STORED DATA:
=-=-=
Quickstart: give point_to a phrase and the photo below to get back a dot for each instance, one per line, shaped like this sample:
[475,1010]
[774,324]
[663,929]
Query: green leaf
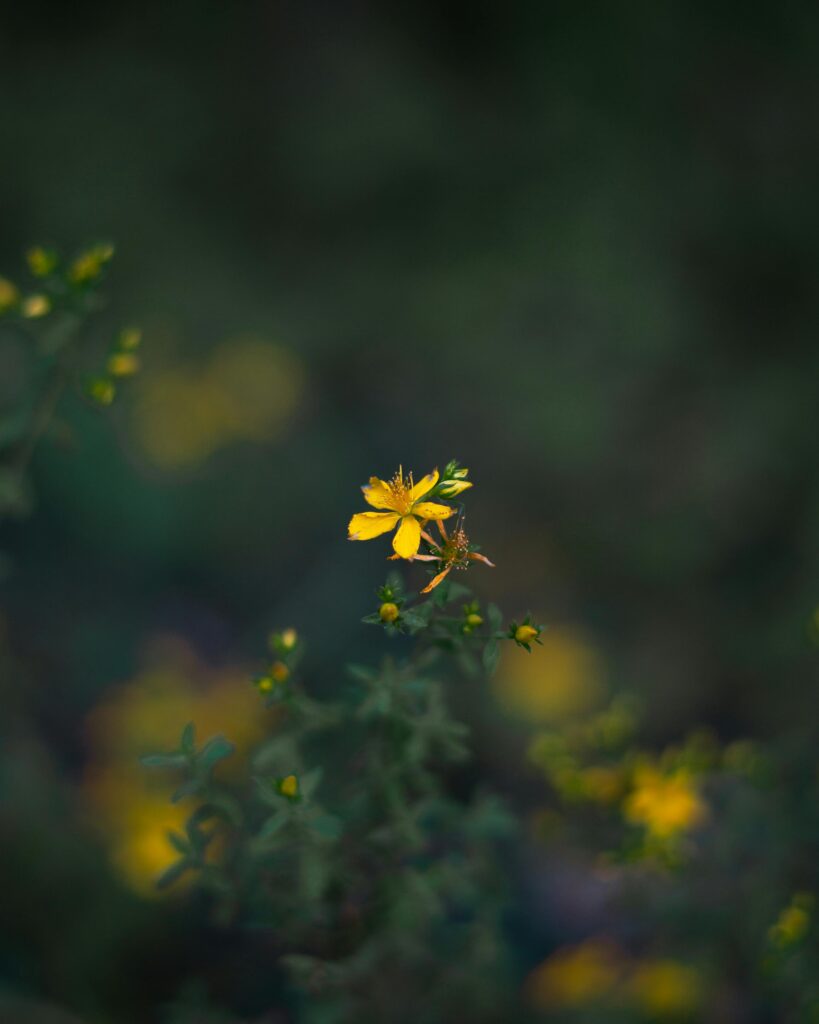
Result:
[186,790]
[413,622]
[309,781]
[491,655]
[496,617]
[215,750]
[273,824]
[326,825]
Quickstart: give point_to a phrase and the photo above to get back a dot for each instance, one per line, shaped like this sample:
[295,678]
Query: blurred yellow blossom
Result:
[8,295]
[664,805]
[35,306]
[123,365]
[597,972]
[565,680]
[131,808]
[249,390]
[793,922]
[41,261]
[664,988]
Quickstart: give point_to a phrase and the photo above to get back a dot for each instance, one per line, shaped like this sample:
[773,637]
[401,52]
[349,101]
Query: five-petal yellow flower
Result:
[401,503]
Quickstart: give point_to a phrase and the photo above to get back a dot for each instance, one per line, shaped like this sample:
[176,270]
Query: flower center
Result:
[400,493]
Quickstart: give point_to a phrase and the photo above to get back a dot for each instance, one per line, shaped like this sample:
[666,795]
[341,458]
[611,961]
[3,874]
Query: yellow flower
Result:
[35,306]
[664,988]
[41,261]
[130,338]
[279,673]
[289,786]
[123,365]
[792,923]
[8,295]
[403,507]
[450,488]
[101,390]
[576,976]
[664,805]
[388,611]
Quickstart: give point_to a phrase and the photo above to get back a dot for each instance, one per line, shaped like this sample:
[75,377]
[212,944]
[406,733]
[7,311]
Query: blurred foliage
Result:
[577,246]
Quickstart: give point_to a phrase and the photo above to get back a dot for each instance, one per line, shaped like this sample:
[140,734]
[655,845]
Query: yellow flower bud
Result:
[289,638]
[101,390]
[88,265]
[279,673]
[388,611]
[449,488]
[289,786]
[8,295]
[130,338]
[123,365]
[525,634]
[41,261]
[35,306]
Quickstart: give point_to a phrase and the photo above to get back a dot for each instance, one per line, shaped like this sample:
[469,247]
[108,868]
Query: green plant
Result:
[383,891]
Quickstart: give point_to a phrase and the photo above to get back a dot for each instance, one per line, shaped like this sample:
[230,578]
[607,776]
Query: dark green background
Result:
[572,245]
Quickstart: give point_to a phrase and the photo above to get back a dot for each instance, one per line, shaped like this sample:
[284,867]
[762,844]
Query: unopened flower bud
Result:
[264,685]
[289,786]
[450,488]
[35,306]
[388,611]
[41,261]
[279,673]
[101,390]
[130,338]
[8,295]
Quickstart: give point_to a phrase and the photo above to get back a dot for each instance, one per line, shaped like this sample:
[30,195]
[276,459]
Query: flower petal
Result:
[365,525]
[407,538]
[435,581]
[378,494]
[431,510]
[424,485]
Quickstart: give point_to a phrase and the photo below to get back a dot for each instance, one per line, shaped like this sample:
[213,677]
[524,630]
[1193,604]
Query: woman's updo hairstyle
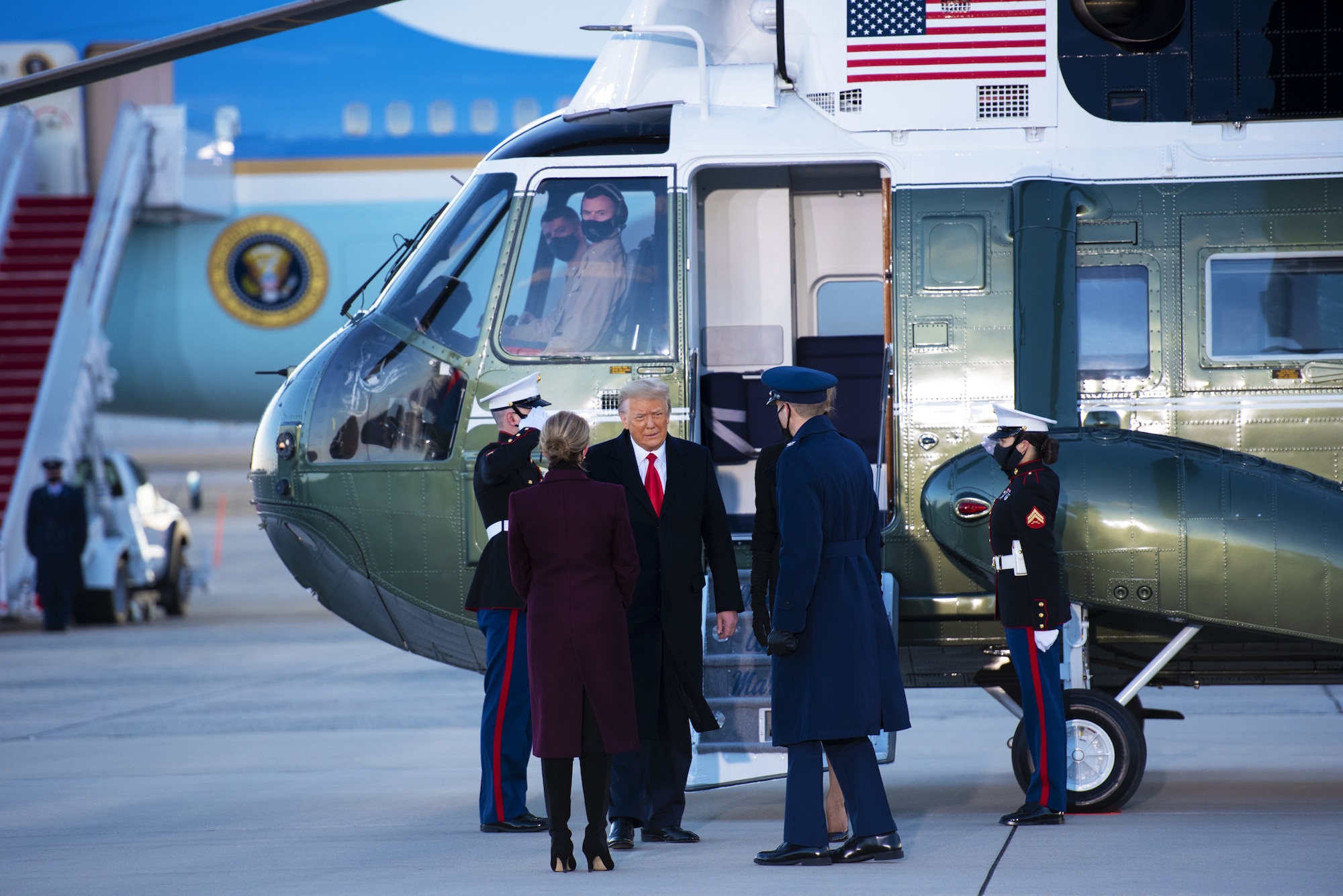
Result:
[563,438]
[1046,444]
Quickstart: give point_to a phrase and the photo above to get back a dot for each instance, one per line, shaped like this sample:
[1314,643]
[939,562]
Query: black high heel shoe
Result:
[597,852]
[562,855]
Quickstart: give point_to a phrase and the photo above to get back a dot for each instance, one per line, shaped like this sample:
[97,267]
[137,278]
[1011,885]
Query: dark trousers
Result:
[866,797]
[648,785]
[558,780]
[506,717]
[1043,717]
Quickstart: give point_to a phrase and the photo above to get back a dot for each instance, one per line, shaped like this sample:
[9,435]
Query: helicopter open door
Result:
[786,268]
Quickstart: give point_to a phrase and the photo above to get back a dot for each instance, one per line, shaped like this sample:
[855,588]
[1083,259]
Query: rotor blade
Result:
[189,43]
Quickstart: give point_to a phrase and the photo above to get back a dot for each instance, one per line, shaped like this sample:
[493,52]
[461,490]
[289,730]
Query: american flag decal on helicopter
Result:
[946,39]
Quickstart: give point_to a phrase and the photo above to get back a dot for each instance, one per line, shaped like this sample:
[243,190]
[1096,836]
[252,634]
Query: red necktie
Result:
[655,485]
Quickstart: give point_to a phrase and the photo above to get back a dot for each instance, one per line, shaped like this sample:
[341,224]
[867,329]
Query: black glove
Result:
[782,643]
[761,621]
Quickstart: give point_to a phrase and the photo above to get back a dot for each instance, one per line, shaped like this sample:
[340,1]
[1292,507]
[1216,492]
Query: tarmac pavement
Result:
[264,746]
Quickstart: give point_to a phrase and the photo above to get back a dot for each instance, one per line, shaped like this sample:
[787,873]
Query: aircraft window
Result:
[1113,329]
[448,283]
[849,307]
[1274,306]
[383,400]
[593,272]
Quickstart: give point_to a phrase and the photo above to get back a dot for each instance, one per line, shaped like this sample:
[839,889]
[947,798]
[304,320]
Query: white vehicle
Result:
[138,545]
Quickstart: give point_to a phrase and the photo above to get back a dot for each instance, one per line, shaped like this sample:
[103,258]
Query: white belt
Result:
=-=-=
PROBLEM DESCRIPTION: Your task is to set down exactly the lines from the line containing "Query: red necktie" to the end of the data above, including both ends.

YOUR SOLUTION:
Query: red necktie
Result:
[655,485]
Quickstart: give point_to a phrase and the photo above to get back a dot for each instance, one per line, shaped like this sample:
[341,224]
[867,329]
Query: black glove
Result:
[782,643]
[761,621]
Quickstart: give point_to a phrase and the photo above to get back a dot for each instance, one per line, shaped like this sample:
[340,1]
[1292,507]
[1216,492]
Query: tarmac pavement
Result:
[264,746]
Quickstart: give point_to a phrase and the photo above to get back a dot for each instance, one per line, shaped like this sample:
[787,873]
Query: aircraft window
Result:
[1113,329]
[448,283]
[849,307]
[1274,306]
[383,400]
[593,272]
Quickstart: give point_to a phrase and the photo above to get back a dot for each instance, one per line, shaped like this sample:
[839,889]
[947,798]
[304,320]
Query: white vehicle
Result:
[138,545]
Quickstart: give point_to a phrase and the photo above to get back a dot for each instance, one per line, shaped like this sample:
[103,258]
Query: white belt
Result:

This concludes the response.